* The task *
Below are records. Return each one exactly as written.

▬▬▬

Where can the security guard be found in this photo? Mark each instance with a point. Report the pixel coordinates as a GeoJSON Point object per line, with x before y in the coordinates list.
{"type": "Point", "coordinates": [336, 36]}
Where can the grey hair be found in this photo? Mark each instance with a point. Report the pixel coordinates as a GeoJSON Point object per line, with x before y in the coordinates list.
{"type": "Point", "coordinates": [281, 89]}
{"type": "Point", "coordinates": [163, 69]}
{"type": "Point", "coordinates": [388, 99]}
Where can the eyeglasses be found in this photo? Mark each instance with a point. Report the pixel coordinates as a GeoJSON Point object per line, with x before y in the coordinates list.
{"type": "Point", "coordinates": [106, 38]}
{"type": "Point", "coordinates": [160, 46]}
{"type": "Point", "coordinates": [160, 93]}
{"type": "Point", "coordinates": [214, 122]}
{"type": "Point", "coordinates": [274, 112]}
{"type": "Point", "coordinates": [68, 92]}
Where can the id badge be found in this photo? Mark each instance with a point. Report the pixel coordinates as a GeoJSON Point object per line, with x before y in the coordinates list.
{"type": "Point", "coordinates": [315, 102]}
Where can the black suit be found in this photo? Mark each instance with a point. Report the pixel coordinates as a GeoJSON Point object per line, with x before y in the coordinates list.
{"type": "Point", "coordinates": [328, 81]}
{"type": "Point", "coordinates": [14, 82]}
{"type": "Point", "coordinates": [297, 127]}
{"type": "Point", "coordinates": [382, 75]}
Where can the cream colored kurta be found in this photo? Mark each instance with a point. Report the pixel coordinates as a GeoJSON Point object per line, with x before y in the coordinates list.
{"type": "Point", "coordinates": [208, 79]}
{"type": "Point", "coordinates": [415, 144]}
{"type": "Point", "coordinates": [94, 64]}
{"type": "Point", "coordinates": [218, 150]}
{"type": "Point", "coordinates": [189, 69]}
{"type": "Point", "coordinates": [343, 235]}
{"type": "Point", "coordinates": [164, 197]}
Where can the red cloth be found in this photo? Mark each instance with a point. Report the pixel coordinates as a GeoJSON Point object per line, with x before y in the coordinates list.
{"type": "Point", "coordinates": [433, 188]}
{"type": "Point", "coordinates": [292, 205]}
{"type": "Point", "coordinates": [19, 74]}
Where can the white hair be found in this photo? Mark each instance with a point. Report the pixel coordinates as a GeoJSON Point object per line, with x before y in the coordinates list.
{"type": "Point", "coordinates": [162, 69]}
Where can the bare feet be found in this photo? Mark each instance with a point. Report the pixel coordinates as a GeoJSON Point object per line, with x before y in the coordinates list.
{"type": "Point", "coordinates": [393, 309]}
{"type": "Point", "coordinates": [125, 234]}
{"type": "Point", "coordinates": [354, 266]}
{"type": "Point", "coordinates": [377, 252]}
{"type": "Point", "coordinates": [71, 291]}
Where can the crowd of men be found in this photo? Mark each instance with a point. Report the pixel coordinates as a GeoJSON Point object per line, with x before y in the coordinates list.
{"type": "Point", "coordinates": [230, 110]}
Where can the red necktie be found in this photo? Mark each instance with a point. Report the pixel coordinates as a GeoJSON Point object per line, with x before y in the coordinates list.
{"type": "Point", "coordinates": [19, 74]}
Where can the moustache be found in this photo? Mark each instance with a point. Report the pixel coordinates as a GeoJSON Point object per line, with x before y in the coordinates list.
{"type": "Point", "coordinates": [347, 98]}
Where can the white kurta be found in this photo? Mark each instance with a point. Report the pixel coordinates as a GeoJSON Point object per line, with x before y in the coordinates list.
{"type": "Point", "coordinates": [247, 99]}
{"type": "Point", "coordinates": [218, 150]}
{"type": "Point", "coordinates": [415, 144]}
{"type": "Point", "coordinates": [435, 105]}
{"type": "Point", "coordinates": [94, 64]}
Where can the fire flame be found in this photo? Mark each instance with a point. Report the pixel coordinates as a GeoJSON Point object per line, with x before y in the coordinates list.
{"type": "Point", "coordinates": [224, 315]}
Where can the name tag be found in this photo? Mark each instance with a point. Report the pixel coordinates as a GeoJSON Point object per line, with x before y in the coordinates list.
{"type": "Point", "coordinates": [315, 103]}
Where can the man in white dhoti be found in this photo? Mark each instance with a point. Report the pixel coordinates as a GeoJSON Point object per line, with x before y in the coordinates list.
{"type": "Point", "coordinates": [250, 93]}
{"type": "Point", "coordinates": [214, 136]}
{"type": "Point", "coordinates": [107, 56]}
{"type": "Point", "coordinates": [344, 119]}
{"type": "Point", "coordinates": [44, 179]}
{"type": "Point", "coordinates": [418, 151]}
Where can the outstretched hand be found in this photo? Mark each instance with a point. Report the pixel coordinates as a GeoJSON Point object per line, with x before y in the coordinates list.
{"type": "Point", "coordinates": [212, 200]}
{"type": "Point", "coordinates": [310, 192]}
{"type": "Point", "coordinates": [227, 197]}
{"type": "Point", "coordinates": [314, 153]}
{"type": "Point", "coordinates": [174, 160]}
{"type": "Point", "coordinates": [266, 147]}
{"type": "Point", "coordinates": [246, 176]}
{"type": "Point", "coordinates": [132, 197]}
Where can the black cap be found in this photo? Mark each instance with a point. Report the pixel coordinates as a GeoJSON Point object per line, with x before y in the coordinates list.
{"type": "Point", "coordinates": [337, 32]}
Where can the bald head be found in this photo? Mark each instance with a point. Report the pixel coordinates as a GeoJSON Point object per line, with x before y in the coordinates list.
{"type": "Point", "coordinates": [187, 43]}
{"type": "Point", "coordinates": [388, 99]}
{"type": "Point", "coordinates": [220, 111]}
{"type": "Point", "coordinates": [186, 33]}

▬▬▬

* Task answer *
Where can the security guard be found in this photo? Mark each instance with a point. Report the pixel coordinates as a GeoJSON Point object per line, with x before y in the coordinates list.
{"type": "Point", "coordinates": [336, 36]}
Where can the grey hair be found in this photo? Mark each instance with a point. Report the pixel coordinates as a GeoJSON Point object per line, with x before y in the coordinates list.
{"type": "Point", "coordinates": [281, 89]}
{"type": "Point", "coordinates": [163, 69]}
{"type": "Point", "coordinates": [388, 99]}
Where can the eyeglasses be found in this photo? Mark each instance with a point. Report the pixel coordinates as a GeoJSON Point object per line, with x before y in the coordinates list.
{"type": "Point", "coordinates": [106, 38]}
{"type": "Point", "coordinates": [160, 46]}
{"type": "Point", "coordinates": [160, 93]}
{"type": "Point", "coordinates": [214, 122]}
{"type": "Point", "coordinates": [274, 112]}
{"type": "Point", "coordinates": [68, 92]}
Where can the id badge be found in this photo? Mark each instance with a point. Report the pixel coordinates as a GeoJSON Point object per line, with x before y in the coordinates list.
{"type": "Point", "coordinates": [315, 102]}
Where can the black suit be found in this photo? Mark each instance with a point. Report the pixel coordinates as a GeoJSON Point object per line, with x before y in the coordinates list.
{"type": "Point", "coordinates": [328, 81]}
{"type": "Point", "coordinates": [14, 82]}
{"type": "Point", "coordinates": [297, 127]}
{"type": "Point", "coordinates": [382, 75]}
Where can the cream colored kurta be found in this photo? Mark each instance with a point. Report the pixel coordinates as a GeoJSON Point object per line, with x before y in the coordinates list.
{"type": "Point", "coordinates": [208, 79]}
{"type": "Point", "coordinates": [415, 144]}
{"type": "Point", "coordinates": [94, 64]}
{"type": "Point", "coordinates": [218, 150]}
{"type": "Point", "coordinates": [189, 69]}
{"type": "Point", "coordinates": [343, 235]}
{"type": "Point", "coordinates": [164, 197]}
Where can the red cloth be found in this photo? Mark each instance with a point. Report the pixel coordinates as a GeoJSON Point object per line, with x before y in the coordinates list.
{"type": "Point", "coordinates": [433, 188]}
{"type": "Point", "coordinates": [292, 205]}
{"type": "Point", "coordinates": [19, 74]}
Where can the white hair be found in this photo? Mark each instance with a point. Report the pixel coordinates as a GeoJSON Point object per line, with x before y in the coordinates list.
{"type": "Point", "coordinates": [162, 69]}
Where can the bare feet be found in this photo? Mark each instance with a point. Report the pixel coordinates as a GeoJSON Point object per line, with x before y in the coordinates list.
{"type": "Point", "coordinates": [393, 309]}
{"type": "Point", "coordinates": [125, 234]}
{"type": "Point", "coordinates": [354, 266]}
{"type": "Point", "coordinates": [377, 252]}
{"type": "Point", "coordinates": [71, 291]}
Where can the crowd of men be found in this photo? Mark each instance with a point. Report the pixel coordinates as a GeoJSON Point object per line, with x before y in the coordinates list.
{"type": "Point", "coordinates": [230, 110]}
Where can the red necktie be found in this photo? Mark each instance with a point. Report the pixel coordinates as a GeoJSON Point object per line, with x before y in the coordinates list.
{"type": "Point", "coordinates": [19, 74]}
Where can the moustache be found in this photo? Mark each instance with a point. Report the pixel coordinates as a GeoJSON Point object per line, with x before y in the coordinates list.
{"type": "Point", "coordinates": [347, 98]}
Where can the white kurta be found in this photo? Mark each instance with a point. Report the pixel coordinates as a GeoJSON Point object per line, with x before y in the coordinates list.
{"type": "Point", "coordinates": [247, 99]}
{"type": "Point", "coordinates": [218, 150]}
{"type": "Point", "coordinates": [415, 144]}
{"type": "Point", "coordinates": [435, 105]}
{"type": "Point", "coordinates": [94, 64]}
Where can the fire flame be found in this photo? Mark each instance with a point. Report the pixel coordinates as a GeoJSON Point object per line, with x before y in the coordinates list.
{"type": "Point", "coordinates": [224, 315]}
Where can the name tag be found in this photo? Mark each instance with a point. Report the pixel coordinates as a GeoJSON Point object per line, with x before y in the coordinates list.
{"type": "Point", "coordinates": [315, 103]}
Where can the man in white dhoti be found in this photo? Mark each instance with a point. Report the pixel coordinates as a GeoJSON Point object per line, with x before y in the coordinates list.
{"type": "Point", "coordinates": [250, 93]}
{"type": "Point", "coordinates": [214, 136]}
{"type": "Point", "coordinates": [107, 56]}
{"type": "Point", "coordinates": [344, 119]}
{"type": "Point", "coordinates": [44, 179]}
{"type": "Point", "coordinates": [418, 151]}
Where can the outstretched hand be found in this photo? Mark each instance with a point. Report the pixel coordinates as a GeoJSON Point object per line, with x before y in the coordinates list.
{"type": "Point", "coordinates": [212, 200]}
{"type": "Point", "coordinates": [310, 192]}
{"type": "Point", "coordinates": [227, 197]}
{"type": "Point", "coordinates": [314, 153]}
{"type": "Point", "coordinates": [174, 160]}
{"type": "Point", "coordinates": [266, 147]}
{"type": "Point", "coordinates": [246, 176]}
{"type": "Point", "coordinates": [132, 197]}
Where can the black cap be found in this photo? Mark each instance with a point. Report the pixel coordinates as a GeoJSON Point object per line, with x before y in the coordinates list.
{"type": "Point", "coordinates": [337, 32]}
Where can the bald head be found in this photo? Mark each instance with a point. Report the pixel coordinates as a GeoJSON Point object per line, with x before y in the coordinates list.
{"type": "Point", "coordinates": [187, 43]}
{"type": "Point", "coordinates": [388, 99]}
{"type": "Point", "coordinates": [220, 111]}
{"type": "Point", "coordinates": [186, 33]}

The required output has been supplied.